▶ _ASSIGNMENT_
Answer these questions using the article on Axplora's investment program:
1. How much is the investment program that Axplora outlined at CPHI Frankfurt?
2. Who spoke for the company at the event, and what is his title?
3. Which two specialized segments is the company scaling for?

▶ _TEXT BLOCK_

□ □ □ □ □ □ □

Axplora talks reliability-first investments to secure API supply
The CDMO’s programme, presented at CPHI Frankfurt 2025, combines responsiveness to new demand and operational rigour without jeopardising supply.
At CPHI Frankfurt, Axplora outlined its €100 million, reliability‑first investment programme across its group to strengthen API supply, with €50–60 million directed to GLP‑1 manufacturing and further expansions in the EU and India.
Speaking at an event at the show, Will Frost, Global Head of Communications, said the company’s approach is driven by concrete customer demand rather than speculative capacity building — the “anti‑Field of Dreams” strategy. The priority is dependable pharmaceutical manufacturing built on three principles: reliability, speed and efficiency.
Axplora’s recent spend spans multiple sites, including investments in India and upgrades to its existing facilities, alongside a substantial commitment to GLP‑1 capability. The company is also scaling for specialised segments such as HPAPIs and ADC payloads, where requirements are rising and batches can exceed the one‑kilogram mark per run.
while novel modalities grab headlines, the backbone of pharma remains reliable small‑molecule API production at quality and scale”

□ □ □ □ □ □ □

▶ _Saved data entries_
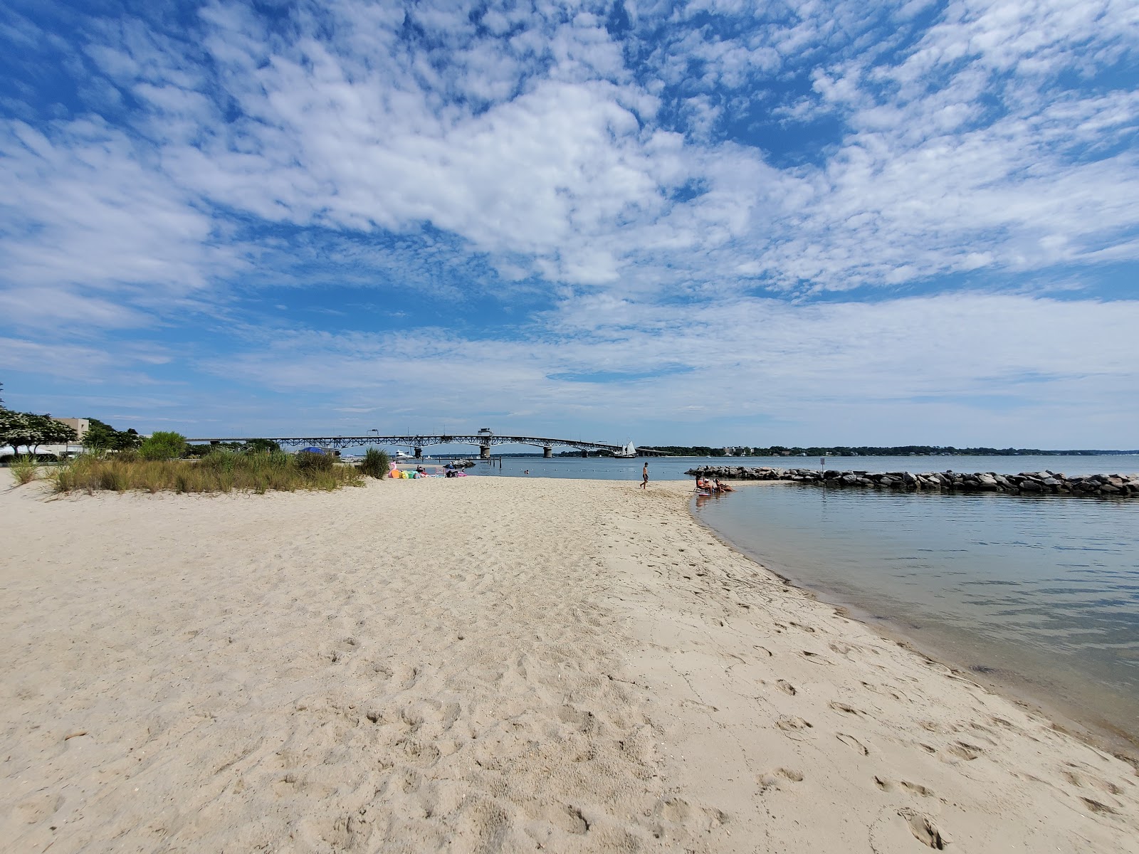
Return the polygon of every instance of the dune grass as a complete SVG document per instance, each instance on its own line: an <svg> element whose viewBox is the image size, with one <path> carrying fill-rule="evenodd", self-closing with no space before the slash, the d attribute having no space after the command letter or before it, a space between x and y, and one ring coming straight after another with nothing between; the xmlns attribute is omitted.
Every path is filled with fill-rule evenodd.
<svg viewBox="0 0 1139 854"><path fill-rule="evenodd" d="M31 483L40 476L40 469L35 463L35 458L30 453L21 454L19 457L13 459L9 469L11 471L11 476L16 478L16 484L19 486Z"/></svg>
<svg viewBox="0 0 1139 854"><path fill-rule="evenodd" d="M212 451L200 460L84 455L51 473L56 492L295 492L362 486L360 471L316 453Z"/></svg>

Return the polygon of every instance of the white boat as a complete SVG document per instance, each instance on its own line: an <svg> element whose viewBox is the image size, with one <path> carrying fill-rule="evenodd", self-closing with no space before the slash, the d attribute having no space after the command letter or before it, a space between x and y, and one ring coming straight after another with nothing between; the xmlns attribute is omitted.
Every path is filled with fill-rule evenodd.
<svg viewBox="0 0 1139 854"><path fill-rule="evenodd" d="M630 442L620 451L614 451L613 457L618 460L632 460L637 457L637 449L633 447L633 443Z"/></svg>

□ □ □ □ □ □ □

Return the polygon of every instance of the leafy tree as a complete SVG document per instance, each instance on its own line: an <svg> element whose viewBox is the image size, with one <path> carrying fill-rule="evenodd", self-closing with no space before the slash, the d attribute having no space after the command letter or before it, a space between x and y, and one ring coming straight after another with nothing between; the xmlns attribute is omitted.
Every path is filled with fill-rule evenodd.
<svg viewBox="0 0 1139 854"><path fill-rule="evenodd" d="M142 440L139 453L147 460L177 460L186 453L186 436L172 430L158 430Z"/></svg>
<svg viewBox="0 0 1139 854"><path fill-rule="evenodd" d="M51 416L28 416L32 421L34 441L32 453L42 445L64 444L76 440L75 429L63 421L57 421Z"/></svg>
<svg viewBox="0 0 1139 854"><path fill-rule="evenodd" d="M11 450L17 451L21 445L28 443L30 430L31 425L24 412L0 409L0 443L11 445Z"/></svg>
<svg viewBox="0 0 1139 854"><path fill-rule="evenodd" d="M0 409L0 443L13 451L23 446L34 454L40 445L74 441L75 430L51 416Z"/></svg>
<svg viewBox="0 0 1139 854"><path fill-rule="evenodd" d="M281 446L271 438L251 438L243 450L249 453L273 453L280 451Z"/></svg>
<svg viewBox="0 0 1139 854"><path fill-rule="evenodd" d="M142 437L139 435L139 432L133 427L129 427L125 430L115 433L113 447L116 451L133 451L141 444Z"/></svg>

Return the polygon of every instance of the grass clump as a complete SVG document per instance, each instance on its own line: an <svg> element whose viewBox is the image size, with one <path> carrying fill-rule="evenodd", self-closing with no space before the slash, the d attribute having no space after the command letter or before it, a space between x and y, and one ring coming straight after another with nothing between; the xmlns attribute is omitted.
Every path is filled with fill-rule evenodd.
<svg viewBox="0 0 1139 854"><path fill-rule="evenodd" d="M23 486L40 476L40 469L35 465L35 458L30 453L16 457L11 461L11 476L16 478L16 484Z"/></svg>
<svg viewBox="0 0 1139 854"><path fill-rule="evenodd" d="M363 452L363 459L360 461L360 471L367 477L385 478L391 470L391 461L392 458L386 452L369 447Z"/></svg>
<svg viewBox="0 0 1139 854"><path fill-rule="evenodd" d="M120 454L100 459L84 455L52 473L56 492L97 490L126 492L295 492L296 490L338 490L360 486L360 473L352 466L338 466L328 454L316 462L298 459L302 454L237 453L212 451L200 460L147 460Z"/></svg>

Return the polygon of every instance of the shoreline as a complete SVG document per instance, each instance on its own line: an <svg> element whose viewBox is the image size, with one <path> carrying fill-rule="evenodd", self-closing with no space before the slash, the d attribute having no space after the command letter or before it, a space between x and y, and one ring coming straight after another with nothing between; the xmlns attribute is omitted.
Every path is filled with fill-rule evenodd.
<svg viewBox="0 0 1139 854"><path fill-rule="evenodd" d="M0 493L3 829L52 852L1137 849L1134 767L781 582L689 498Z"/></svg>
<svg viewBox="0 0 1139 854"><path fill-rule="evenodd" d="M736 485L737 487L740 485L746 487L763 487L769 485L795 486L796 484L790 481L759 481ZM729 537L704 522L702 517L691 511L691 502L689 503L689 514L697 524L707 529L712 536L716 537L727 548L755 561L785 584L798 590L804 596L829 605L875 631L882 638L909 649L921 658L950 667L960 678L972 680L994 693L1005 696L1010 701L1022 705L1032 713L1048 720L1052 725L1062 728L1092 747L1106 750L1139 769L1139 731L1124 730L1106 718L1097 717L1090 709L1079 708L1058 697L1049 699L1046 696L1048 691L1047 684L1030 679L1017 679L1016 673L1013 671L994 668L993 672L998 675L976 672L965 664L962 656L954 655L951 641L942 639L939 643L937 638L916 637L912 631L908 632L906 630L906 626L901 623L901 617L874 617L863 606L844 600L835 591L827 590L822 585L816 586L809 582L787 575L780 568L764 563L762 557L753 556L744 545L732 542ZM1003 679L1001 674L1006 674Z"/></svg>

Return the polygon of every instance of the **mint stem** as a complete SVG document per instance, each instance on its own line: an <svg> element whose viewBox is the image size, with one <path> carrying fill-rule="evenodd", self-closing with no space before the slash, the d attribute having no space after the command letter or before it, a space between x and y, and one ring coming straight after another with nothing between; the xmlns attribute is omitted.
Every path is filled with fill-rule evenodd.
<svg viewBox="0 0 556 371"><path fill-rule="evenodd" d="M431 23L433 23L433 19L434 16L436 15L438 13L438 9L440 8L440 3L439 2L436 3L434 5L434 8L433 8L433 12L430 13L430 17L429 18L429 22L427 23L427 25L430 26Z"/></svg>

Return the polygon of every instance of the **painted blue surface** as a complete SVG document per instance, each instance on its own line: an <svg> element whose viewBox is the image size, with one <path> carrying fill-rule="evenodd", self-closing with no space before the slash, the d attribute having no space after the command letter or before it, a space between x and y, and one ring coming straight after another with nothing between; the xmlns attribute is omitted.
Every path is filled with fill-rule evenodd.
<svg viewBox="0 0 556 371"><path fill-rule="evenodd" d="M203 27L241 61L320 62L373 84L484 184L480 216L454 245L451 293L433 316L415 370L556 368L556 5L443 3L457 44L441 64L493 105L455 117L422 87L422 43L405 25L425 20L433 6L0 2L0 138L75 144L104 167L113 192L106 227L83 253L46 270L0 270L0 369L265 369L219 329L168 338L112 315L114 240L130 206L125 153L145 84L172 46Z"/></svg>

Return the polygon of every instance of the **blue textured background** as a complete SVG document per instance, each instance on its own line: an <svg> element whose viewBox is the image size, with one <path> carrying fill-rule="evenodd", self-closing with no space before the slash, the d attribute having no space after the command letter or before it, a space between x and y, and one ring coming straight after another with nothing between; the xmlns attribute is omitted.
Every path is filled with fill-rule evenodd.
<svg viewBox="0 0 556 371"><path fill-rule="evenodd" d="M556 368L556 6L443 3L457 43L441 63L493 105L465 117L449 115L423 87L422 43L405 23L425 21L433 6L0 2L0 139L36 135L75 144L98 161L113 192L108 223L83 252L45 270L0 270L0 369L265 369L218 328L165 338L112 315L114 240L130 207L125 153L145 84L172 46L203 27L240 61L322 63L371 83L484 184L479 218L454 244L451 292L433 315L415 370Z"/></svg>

□ □ □ □ □ □ □

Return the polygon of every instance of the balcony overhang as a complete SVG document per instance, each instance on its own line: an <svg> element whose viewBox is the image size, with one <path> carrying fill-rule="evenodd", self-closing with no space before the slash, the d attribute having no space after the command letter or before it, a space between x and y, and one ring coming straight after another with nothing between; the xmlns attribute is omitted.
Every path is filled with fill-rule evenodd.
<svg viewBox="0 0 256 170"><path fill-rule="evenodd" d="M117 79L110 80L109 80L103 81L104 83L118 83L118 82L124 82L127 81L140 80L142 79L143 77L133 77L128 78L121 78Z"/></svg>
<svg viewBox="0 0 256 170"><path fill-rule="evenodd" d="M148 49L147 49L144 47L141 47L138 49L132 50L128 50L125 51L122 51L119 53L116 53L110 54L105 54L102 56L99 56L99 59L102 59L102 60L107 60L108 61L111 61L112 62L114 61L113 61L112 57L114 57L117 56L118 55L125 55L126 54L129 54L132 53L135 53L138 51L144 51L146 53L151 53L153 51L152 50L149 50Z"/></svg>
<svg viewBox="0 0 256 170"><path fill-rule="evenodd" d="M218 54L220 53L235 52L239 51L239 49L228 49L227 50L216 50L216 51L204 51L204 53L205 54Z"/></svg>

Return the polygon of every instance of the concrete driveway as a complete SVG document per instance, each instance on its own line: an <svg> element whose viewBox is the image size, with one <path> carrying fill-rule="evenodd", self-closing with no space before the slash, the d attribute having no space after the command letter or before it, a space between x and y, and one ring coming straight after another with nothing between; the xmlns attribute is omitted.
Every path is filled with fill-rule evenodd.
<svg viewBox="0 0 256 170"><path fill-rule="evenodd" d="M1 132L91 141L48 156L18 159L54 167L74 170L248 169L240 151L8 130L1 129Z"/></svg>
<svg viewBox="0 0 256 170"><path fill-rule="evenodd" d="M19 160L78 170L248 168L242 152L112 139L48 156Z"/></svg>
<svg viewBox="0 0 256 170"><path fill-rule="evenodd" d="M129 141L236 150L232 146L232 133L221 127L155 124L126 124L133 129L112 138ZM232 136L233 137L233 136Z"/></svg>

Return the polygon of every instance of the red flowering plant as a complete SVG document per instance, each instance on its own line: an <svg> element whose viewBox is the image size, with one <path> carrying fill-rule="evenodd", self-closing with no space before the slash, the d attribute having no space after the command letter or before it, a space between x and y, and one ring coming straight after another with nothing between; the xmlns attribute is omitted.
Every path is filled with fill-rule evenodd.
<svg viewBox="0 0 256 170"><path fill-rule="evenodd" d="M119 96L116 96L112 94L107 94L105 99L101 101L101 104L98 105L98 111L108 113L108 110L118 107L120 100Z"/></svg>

□ □ □ □ □ □ □

▶ _PROBLEM SOLUTION_
1. €100 million
2. Will Frost, Global Head of Communications
3. HPAPIs and ADC payloads